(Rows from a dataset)

++++++

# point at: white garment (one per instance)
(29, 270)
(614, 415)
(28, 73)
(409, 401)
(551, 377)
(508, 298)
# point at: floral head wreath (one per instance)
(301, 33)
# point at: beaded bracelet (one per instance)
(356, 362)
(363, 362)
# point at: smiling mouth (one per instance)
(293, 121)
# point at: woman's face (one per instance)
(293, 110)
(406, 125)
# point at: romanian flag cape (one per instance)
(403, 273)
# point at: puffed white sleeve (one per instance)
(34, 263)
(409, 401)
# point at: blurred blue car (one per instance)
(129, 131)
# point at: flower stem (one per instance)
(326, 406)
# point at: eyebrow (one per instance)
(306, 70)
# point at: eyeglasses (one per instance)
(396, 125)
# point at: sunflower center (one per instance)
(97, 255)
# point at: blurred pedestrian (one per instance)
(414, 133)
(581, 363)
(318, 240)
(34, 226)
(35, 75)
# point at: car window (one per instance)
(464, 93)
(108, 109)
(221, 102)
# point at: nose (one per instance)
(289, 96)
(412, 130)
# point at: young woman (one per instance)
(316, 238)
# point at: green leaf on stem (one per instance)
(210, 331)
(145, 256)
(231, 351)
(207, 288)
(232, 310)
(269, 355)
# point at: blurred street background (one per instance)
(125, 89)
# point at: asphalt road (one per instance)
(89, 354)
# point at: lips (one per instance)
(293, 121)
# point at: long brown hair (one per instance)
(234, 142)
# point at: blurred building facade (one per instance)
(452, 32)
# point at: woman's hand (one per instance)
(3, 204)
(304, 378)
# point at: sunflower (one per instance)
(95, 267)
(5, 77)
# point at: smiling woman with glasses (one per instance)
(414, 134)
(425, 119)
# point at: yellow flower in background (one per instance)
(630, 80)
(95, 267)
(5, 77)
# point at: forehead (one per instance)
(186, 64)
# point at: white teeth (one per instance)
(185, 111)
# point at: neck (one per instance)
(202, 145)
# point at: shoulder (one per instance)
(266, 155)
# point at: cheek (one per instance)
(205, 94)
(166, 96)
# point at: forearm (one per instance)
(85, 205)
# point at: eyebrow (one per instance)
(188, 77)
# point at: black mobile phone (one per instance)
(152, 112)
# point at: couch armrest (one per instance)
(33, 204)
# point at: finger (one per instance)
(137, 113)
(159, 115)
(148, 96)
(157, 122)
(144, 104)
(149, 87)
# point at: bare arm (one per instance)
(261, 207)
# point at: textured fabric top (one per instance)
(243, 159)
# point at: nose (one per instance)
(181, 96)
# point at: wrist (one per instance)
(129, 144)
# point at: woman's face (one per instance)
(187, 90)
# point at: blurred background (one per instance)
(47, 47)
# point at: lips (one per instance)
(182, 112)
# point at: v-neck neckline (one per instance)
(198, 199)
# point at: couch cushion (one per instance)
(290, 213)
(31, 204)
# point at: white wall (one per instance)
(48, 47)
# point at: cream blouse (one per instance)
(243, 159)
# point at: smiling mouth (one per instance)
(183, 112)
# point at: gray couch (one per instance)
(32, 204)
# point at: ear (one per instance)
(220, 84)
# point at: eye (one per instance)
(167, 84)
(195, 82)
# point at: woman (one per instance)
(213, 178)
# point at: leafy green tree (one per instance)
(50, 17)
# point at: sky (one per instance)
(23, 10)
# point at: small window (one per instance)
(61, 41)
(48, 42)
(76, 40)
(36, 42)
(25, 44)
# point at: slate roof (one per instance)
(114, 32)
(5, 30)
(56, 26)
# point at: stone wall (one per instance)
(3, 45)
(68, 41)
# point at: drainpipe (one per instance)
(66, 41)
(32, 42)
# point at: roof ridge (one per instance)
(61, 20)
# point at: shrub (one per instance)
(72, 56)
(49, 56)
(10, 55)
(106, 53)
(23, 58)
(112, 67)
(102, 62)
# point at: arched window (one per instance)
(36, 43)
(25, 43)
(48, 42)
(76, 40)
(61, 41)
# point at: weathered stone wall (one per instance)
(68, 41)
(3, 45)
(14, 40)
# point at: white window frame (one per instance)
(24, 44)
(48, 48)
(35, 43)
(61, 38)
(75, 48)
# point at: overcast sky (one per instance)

++++++

Written problem — Make an exact copy of all the data.

Output of the task —
# point at: white garment (one per instance)
(29, 270)
(614, 415)
(28, 73)
(409, 401)
(551, 377)
(508, 298)
# point at: floral head wreath (one per instance)
(301, 33)
# point at: beaded bracelet (one per instance)
(356, 362)
(363, 362)
# point at: smiling mouth (one per instance)
(293, 121)
# point at: woman's face (one per instance)
(293, 110)
(406, 125)
# point at: romanian flag cape (one per instance)
(403, 273)
# point at: puffed white sleeve (one per instance)
(34, 263)
(409, 401)
# point at: blurred blue car (one per instance)
(129, 131)
# point at: flower stem (one per instance)
(326, 406)
# point at: eyebrow (one per instance)
(306, 70)
# point at: eyeglasses (one per instance)
(396, 125)
# point at: sunflower center (one per instance)
(97, 255)
# point at: blurred pedestrian (one per instance)
(414, 133)
(581, 363)
(318, 240)
(34, 226)
(35, 75)
# point at: car window (one per instance)
(464, 93)
(108, 109)
(221, 102)
# point at: nose (one per instance)
(289, 96)
(412, 130)
# point at: young woman (one per instance)
(316, 238)
# point at: green leaf on stem (one per instance)
(210, 331)
(145, 256)
(231, 351)
(207, 288)
(232, 310)
(269, 355)
# point at: blurred street background (one per instance)
(125, 89)
# point at: asphalt road (one per instance)
(89, 354)
# point at: lips (one per instance)
(293, 121)
# point at: long brown hair (one per instance)
(234, 142)
# point at: blurred building facade (one per instance)
(452, 32)
# point at: woman's hand (one per instance)
(3, 204)
(304, 378)
# point at: sunflower (one per instance)
(95, 267)
(5, 77)
# point at: smiling woman with glasses (one per instance)
(414, 134)
(425, 119)
# point at: yellow flower in background (one per instance)
(630, 80)
(95, 267)
(5, 77)
# point at: forehead (one per instance)
(186, 64)
# point at: white teeth (one per instance)
(185, 111)
# point at: neck (one per instance)
(202, 145)
# point at: shoulder (one per instance)
(266, 155)
# point at: cheek (one per instance)
(205, 94)
(166, 96)
# point at: forearm (one per instance)
(85, 205)
# point at: eyebrow (one per instance)
(188, 77)
# point at: black mobile phone (one per instance)
(152, 112)
# point at: couch armrest (one per instance)
(33, 204)
# point at: finger (one per instance)
(137, 113)
(159, 115)
(148, 96)
(157, 122)
(144, 104)
(149, 87)
# point at: bare arm (one per instance)
(261, 207)
# point at: textured fabric top (one per instance)
(243, 159)
# point at: nose (one per instance)
(181, 96)
# point at: wrist (one per instance)
(129, 144)
# point at: woman's face (one per instance)
(187, 90)
# point at: blurred background (one per instance)
(47, 47)
# point at: lips (one per instance)
(182, 112)
# point at: v-neck neckline (one per instance)
(198, 199)
# point at: couch cushion (one per instance)
(290, 213)
(31, 204)
# point at: white wall (one per instance)
(48, 47)
# point at: cream blouse (one per instance)
(243, 159)
# point at: smiling mouth (one per instance)
(183, 112)
# point at: gray couch (one per instance)
(32, 204)
# point at: ear (one per instance)
(220, 84)
# point at: eye (one per instance)
(167, 84)
(195, 82)
# point at: woman (one per instance)
(213, 178)
# point at: leafy green tree (one per instance)
(50, 17)
# point at: sky (one per instance)
(23, 10)
# point at: small window (one per instance)
(61, 41)
(48, 42)
(76, 40)
(36, 42)
(25, 44)
# point at: slate roof (one per instance)
(114, 32)
(5, 30)
(56, 26)
# point at: stone wall (one per instance)
(3, 45)
(68, 41)
# point at: drainpipe (one per instance)
(66, 41)
(32, 42)
# point at: roof ridge (one per instance)
(61, 20)
# point at: shrub (one per instance)
(72, 56)
(49, 56)
(10, 55)
(106, 53)
(23, 58)
(112, 67)
(102, 62)
# point at: arched window (one per instance)
(36, 43)
(25, 43)
(48, 42)
(76, 40)
(61, 41)
# point at: weathered stone wall (one per instance)
(68, 41)
(3, 45)
(14, 40)
# point at: white window frame (one per instance)
(24, 44)
(48, 48)
(35, 43)
(61, 38)
(75, 48)
# point at: overcast sky (one per instance)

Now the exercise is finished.